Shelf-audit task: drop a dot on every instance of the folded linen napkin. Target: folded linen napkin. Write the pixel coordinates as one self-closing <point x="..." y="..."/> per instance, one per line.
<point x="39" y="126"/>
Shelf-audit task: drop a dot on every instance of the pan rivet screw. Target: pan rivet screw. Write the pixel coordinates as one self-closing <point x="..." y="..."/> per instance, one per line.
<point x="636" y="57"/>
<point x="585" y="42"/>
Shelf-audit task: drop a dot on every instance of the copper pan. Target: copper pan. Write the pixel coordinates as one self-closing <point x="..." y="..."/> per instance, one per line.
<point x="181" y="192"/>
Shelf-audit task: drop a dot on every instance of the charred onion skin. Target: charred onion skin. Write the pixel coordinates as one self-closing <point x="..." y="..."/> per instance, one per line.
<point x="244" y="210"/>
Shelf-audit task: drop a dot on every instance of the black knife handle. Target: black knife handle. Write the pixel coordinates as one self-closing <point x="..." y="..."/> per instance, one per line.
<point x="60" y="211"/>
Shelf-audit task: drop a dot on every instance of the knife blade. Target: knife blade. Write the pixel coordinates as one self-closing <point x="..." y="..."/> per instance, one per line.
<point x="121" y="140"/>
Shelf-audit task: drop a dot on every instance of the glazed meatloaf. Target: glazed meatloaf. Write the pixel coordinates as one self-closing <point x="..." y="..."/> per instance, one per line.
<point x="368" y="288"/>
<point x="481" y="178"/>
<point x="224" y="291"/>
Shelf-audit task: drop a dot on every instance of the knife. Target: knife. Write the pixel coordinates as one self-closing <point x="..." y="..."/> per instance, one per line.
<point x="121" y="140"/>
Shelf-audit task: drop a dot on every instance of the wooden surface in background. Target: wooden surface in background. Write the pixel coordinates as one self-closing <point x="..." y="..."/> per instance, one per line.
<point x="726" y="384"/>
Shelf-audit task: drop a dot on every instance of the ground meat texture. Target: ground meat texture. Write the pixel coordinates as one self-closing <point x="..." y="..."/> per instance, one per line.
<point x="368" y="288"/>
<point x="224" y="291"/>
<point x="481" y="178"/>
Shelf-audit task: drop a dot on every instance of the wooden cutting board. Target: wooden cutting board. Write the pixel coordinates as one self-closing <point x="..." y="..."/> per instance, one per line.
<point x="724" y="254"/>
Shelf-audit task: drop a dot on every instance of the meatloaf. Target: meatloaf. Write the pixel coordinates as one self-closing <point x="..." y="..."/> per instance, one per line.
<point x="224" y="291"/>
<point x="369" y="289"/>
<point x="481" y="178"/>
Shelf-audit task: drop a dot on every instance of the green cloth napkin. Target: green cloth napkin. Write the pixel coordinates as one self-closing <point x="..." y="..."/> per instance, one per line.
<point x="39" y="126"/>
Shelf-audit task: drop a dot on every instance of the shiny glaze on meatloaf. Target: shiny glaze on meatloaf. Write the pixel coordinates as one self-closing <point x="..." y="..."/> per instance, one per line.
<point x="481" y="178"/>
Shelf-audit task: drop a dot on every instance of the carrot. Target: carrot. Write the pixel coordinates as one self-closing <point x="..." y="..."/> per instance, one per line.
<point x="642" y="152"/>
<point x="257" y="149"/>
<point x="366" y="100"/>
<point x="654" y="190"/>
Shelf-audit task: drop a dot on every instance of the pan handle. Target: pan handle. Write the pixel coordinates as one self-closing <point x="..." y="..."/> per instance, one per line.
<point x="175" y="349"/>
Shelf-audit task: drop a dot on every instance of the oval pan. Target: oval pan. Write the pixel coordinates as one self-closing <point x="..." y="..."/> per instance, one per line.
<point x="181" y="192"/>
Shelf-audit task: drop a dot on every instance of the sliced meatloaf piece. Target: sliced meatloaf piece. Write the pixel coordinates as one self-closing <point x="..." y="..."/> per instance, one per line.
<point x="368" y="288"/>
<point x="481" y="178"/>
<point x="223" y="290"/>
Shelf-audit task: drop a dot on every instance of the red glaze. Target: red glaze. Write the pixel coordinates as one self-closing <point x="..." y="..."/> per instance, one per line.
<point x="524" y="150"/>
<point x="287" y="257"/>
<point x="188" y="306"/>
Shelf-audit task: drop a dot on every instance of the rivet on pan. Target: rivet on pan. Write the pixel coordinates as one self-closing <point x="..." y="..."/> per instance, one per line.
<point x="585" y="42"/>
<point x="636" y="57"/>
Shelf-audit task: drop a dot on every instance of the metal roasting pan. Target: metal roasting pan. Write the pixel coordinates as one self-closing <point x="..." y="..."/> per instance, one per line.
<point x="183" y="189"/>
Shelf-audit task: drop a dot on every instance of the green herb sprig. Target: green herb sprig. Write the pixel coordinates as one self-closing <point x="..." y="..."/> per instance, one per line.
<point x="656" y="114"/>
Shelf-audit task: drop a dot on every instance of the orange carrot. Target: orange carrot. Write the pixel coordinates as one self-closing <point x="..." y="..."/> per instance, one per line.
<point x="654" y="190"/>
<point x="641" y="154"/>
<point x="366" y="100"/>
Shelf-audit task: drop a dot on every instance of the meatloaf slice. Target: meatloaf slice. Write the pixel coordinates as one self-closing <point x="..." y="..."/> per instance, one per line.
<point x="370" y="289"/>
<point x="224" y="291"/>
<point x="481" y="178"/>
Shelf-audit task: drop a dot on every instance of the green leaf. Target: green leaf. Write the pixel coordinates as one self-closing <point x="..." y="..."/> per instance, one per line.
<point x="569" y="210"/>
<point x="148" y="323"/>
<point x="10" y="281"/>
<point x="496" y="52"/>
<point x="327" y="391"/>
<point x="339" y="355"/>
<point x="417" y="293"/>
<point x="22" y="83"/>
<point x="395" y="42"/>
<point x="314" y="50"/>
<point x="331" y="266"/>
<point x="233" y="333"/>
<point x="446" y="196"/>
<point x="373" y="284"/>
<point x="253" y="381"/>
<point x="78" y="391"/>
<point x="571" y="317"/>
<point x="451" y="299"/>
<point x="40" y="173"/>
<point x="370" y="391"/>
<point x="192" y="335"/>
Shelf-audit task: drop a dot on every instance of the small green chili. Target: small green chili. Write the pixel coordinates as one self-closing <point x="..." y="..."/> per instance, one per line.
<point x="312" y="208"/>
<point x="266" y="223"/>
-*-
What to produce: Exactly as they are written, print the entries again.

Result of the exercise:
Shelf-audit task: drop a dot on every instance of the folded linen napkin. Target: folded linen napkin. Write the pixel coordinates as one self-closing <point x="..." y="..."/> per instance, one per line.
<point x="39" y="126"/>
Shelf-audit task: drop a dot on every instance of the pan rivet screw. Target: pan rivet screw. Write the pixel coordinates as one self-closing <point x="..." y="..."/> per instance, one per line.
<point x="636" y="57"/>
<point x="585" y="42"/>
Shelf-audit task: drop a dot on every instance of the copper pan. Target: copper pan. Write the pixel coordinates as one self-closing <point x="..." y="..."/> per instance, one per line.
<point x="181" y="192"/>
Shelf-audit task: drop a dot on every instance of the charred onion skin. Target: charred onion skin. Write the pixel coordinates as one self-closing <point x="..." y="..."/> per instance, one per line.
<point x="244" y="210"/>
Shelf-audit task: drop a dot on every instance of the black knife handle. Target: black knife handle. Write the pixel coordinates as one self-closing <point x="..." y="..."/> per instance, one per line.
<point x="60" y="211"/>
Shelf-audit task: drop a dot on every instance of the knife blade. Target: knife blade. Write the pixel coordinates as one self-closing <point x="..." y="..."/> per instance, one per line.
<point x="121" y="140"/>
Shelf-audit task: drop a dot on every instance of the glazed meatloaf. Target: glazed meatloaf. Write the pixel coordinates as one self-closing <point x="..." y="..."/> per instance, one per line.
<point x="368" y="288"/>
<point x="481" y="178"/>
<point x="224" y="291"/>
Shelf-audit task: drop a dot on every instance of the knife. Target: knife. Write the pixel coordinates as one self-closing <point x="..." y="..."/> per instance, one per line.
<point x="121" y="140"/>
Shelf-audit task: drop a dot on every instance of the wooden surface in background. Target: wooden surface in background. Write the pixel coordinates as one self-closing <point x="..." y="..."/> per instance, one per line.
<point x="726" y="384"/>
Shelf-audit task: drop a dot on every instance of the ground meat texture. Target: ground meat texture. Write the pixel coordinates as one self-closing <point x="..." y="..."/> per instance, one per line.
<point x="368" y="288"/>
<point x="224" y="291"/>
<point x="481" y="178"/>
Shelf-audit task: drop a dot on every instance of the wooden cutting board. Target: wooden cutting board. Write the pixel coordinates as one self-closing <point x="..." y="..."/> per instance, one per line.
<point x="724" y="254"/>
Shelf-audit task: drop a dot on every instance of the meatloaf. Target: meatloaf. Write the pixel coordinates as one self-closing <point x="..." y="..."/> per instance, one per line.
<point x="224" y="291"/>
<point x="369" y="289"/>
<point x="481" y="178"/>
Shelf-audit task: drop a dot on every instance of the green cloth napkin. Target: green cloth napkin. Write the pixel coordinates as one self-closing <point x="..." y="..."/> per instance, one per line.
<point x="39" y="126"/>
Shelf-audit task: drop a dot on every instance of the shiny glaze on meatloaf. Target: shiny glaze on meatloaf. Write the pixel coordinates as one self-closing <point x="..." y="..."/> per instance, one per line.
<point x="481" y="178"/>
Shelf-audit task: drop a dot on every instance of the carrot. Target: carrot. Write the pixel coordinates as one self-closing <point x="..." y="..."/> per instance, one per line.
<point x="642" y="152"/>
<point x="257" y="149"/>
<point x="366" y="100"/>
<point x="654" y="190"/>
Shelf-audit task: drop a dot on every instance of the pan handle. Target: pan handle. Write the pixel coordinates as one self-closing <point x="..." y="..."/> per instance, one per line.
<point x="175" y="349"/>
Shelf-audit task: drop a dot on every instance of the oval pan. Target: oval pan. Write the pixel coordinates as one self-closing <point x="..." y="..."/> per instance, one per line.
<point x="181" y="192"/>
Shelf-audit task: drop a dot on every instance of the sliced meatloaf piece. Target: sliced meatloaf piece. Write the pixel coordinates as one self-closing <point x="..." y="..."/> per instance, one per line.
<point x="368" y="288"/>
<point x="481" y="178"/>
<point x="223" y="290"/>
Shelf-audit task: drop a dot on every instance of the red glaze. Target: red glaze. Write the pixel coordinates as one self-closing <point x="..." y="..."/> per instance, one per line.
<point x="524" y="150"/>
<point x="287" y="257"/>
<point x="188" y="306"/>
Shelf-audit task: drop a dot on every instance of the rivet on pan. Target: rivet on pan. Write the pixel coordinates as one self-closing <point x="..." y="..."/> per instance, one per line.
<point x="585" y="42"/>
<point x="636" y="57"/>
Shelf-audit task: drop a dot on every instance of the metal roasting pan. Target: metal roasting pan. Write the pixel coordinates as one self-closing <point x="..." y="..."/> per instance, one per line.
<point x="183" y="189"/>
Shelf-audit task: drop a dot on every instance of the green herb sprig. Target: green herb sprig. Write the pixel coordinates as one self-closing <point x="..." y="..."/> per instance, one per line.
<point x="656" y="114"/>
Shelf-audit task: drop a dot on every instance of the orange carrot. Target: orange carrot. Write the pixel coordinates as one self-closing <point x="..." y="..."/> per instance, one per line.
<point x="654" y="190"/>
<point x="641" y="154"/>
<point x="366" y="100"/>
Shelf-audit task: drop a dot on every instance of the meatloaf slice. Target: meatloaf slice. Write the pixel coordinates as one self-closing <point x="..." y="..."/> per instance, one per line.
<point x="370" y="289"/>
<point x="224" y="291"/>
<point x="481" y="178"/>
Shelf-audit task: drop a dot on every instance of the green leaf. Target: green leaf. Write the pixel coordinates as one self-closing <point x="..." y="..."/> per instance, one per line.
<point x="569" y="210"/>
<point x="148" y="323"/>
<point x="10" y="281"/>
<point x="496" y="52"/>
<point x="327" y="391"/>
<point x="339" y="355"/>
<point x="417" y="293"/>
<point x="22" y="83"/>
<point x="395" y="42"/>
<point x="314" y="50"/>
<point x="331" y="266"/>
<point x="233" y="333"/>
<point x="446" y="196"/>
<point x="373" y="284"/>
<point x="253" y="381"/>
<point x="78" y="391"/>
<point x="571" y="317"/>
<point x="451" y="299"/>
<point x="40" y="173"/>
<point x="370" y="391"/>
<point x="192" y="335"/>
Shelf-audit task: drop a dot on every instance of the small green chili. Target: small green chili. Write the pixel coordinates as one self-closing <point x="..." y="..."/> per instance, one per line.
<point x="312" y="208"/>
<point x="266" y="223"/>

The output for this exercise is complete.